## [EXCERPT TO READ]
These fixes made the system safer and more predictable. The model was not just being asked to “detect scams.” It was being asked to follow a strict safety contract.

Urdu UX needed real product work

The Urdu interface also needed more work than I expected.

Direct translations sounded unnatural. Some headings needed different line heights. Mixed Urdu and Latin model names could reorder unexpectedly. Mobile controls needed more vertical space, especially in right-to-left layout.

I also tested a bundled Nastaliq webfont. It looked beautiful in isolation, but inside the product UI it reduced readability and made the interface feel less consistent. I removed it and returned to a system Arabic font stack while keeping the improved Urdu copy and RTL layout.

These were not just design details. They affected whether the app felt clear, usable, and trustworthy.

The main lesson

The final lesson was that the best model for a product is not always the biggest model.

For this project, Qwen3.6 27B gave the best raw quality, but Qwen3.5 4B gave the best product balance. It was small, fast, affordable, and good enough for the clearly defined task.

That tradeoff is exactly what made the project feel right for Build Small.

Building with Codex

Codex helped me move much faster across the project, especially because this was not just a simple model demo. Pakistan Notice Helper needed a custom frontend, a Gradio backend, a Modal-hosted llama.cpp server, screenshot support, Urdu mode, tests, documentation, and a safer output pipeline.

The full code is available in the GitHub repository.

I used Codex as an engineering collaborator rather than only a code generator. It helped inspect the existing repository, implement changes, run tests, debug issues, update documentation, and keep the Modal, Gradio, and llama.cpp setup aligned with the deployed system.

One of the most useful parts was building a custom HTML, CSS, and JavaScript interface while still keeping Hugging Face Spaces compatibility through Gradio Server. Instead of using the default Gradio component layout, the app uses a product-style frontend that talks to Gradio’s queued API routes and SSE protocol in the background.

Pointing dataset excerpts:

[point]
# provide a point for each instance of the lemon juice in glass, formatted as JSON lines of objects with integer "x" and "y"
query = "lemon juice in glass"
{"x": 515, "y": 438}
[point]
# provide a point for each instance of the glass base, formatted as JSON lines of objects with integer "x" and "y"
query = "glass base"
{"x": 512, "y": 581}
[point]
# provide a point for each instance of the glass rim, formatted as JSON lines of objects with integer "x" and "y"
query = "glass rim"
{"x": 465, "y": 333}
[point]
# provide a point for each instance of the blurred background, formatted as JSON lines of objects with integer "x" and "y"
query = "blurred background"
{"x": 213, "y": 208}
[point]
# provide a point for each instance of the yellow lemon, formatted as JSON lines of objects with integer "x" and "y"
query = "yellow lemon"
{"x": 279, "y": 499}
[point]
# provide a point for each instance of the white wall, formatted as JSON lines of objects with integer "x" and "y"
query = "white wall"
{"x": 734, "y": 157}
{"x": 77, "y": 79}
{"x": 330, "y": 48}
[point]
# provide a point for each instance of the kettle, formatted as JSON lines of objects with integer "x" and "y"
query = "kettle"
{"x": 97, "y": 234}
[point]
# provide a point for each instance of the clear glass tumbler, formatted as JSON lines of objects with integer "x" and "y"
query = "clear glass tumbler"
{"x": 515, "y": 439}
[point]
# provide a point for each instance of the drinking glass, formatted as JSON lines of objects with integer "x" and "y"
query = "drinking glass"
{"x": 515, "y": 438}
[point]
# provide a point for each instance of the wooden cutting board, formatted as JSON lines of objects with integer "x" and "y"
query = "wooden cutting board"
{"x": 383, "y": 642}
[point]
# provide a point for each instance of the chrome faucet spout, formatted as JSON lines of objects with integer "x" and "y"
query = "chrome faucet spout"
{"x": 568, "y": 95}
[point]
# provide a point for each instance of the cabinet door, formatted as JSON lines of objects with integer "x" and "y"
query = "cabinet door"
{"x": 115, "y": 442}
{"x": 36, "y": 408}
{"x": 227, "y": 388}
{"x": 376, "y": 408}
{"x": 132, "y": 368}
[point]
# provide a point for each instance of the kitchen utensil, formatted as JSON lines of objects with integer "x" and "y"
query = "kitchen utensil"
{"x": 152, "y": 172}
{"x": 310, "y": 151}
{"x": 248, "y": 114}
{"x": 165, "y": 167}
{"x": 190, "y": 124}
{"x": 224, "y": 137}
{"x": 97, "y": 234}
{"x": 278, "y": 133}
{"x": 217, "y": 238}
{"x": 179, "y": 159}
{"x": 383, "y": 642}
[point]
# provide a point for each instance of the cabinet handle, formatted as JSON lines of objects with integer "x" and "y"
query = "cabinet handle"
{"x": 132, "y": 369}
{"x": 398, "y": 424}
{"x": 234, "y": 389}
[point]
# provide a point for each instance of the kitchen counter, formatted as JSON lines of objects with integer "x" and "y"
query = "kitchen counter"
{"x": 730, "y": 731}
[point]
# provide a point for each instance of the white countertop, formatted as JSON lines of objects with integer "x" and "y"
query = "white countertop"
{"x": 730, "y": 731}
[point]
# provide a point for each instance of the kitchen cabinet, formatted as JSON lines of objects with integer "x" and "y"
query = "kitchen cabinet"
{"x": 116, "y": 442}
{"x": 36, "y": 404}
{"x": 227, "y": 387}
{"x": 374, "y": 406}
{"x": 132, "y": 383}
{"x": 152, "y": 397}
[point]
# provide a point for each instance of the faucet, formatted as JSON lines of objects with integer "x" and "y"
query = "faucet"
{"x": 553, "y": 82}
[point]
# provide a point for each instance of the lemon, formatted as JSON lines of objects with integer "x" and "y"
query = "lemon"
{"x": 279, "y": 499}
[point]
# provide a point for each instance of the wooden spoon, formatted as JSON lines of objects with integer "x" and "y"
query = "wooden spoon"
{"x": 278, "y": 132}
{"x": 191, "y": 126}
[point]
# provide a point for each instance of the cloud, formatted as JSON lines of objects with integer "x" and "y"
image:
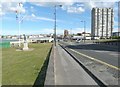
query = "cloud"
{"x": 11, "y": 7}
{"x": 75, "y": 9}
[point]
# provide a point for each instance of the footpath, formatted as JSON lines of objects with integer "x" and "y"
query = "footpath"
{"x": 64, "y": 70}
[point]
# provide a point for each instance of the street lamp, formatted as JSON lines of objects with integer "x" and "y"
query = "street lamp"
{"x": 55, "y": 23}
{"x": 84, "y": 29}
{"x": 19, "y": 18}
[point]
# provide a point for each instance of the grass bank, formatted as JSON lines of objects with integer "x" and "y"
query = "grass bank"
{"x": 23, "y": 67}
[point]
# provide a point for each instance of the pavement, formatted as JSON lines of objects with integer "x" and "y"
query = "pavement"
{"x": 64, "y": 70}
{"x": 101, "y": 60}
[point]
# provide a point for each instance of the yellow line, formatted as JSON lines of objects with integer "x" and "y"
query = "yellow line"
{"x": 96, "y": 60}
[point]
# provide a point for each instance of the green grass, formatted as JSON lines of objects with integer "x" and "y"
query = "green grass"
{"x": 23, "y": 67}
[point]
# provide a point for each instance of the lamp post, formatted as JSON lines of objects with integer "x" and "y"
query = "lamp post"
{"x": 19, "y": 18}
{"x": 55, "y": 23}
{"x": 84, "y": 29}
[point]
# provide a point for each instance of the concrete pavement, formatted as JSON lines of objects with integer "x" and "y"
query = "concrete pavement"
{"x": 101, "y": 60}
{"x": 67, "y": 71}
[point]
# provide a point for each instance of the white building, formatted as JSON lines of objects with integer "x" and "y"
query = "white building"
{"x": 102, "y": 22}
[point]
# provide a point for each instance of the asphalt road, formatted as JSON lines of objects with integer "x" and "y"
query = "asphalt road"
{"x": 101, "y": 53}
{"x": 68, "y": 71}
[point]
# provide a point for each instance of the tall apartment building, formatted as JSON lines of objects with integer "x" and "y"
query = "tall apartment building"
{"x": 66, "y": 33}
{"x": 102, "y": 22}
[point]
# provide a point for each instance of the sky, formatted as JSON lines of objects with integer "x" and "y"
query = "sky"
{"x": 37, "y": 16}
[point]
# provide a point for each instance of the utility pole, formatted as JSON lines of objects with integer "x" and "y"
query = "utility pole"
{"x": 84, "y": 22}
{"x": 55, "y": 23}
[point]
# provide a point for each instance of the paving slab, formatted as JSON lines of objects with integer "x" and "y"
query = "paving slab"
{"x": 67, "y": 71}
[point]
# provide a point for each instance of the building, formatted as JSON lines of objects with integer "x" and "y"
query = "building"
{"x": 66, "y": 33}
{"x": 102, "y": 22}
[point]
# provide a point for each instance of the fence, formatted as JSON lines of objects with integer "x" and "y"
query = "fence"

## [TASKS TO PERFORM]
(1) In the write-up, which model gave the best product balance for the project?
(2) List everything that the write-up says Pakistan Notice Helper needed.
(3) Rewrite the part of the write-up starting with "These were not" and going on through "clearly defined task.", putting "inexpensive" in place of "affordable".

## [RESPONSE LIST]
(1) Qwen3.5 4B

(2)
- a custom frontend
- a Gradio backend
- a Modal-hosted llama.cpp server
- screenshot support
- Urdu mode
- tests
- documentation
- a safer output pipeline

(3)
These were not just design details. They affected whether the app felt clear, usable, and trustworthy.

The main lesson

The final lesson was that the best model for a product is not always the biggest model.

For this project, Qwen3.6 27B gave the best raw quality, but Qwen3.5 4B gave the best product balance. It was small, fast, inexpensive, and good enough for the clearly defined task.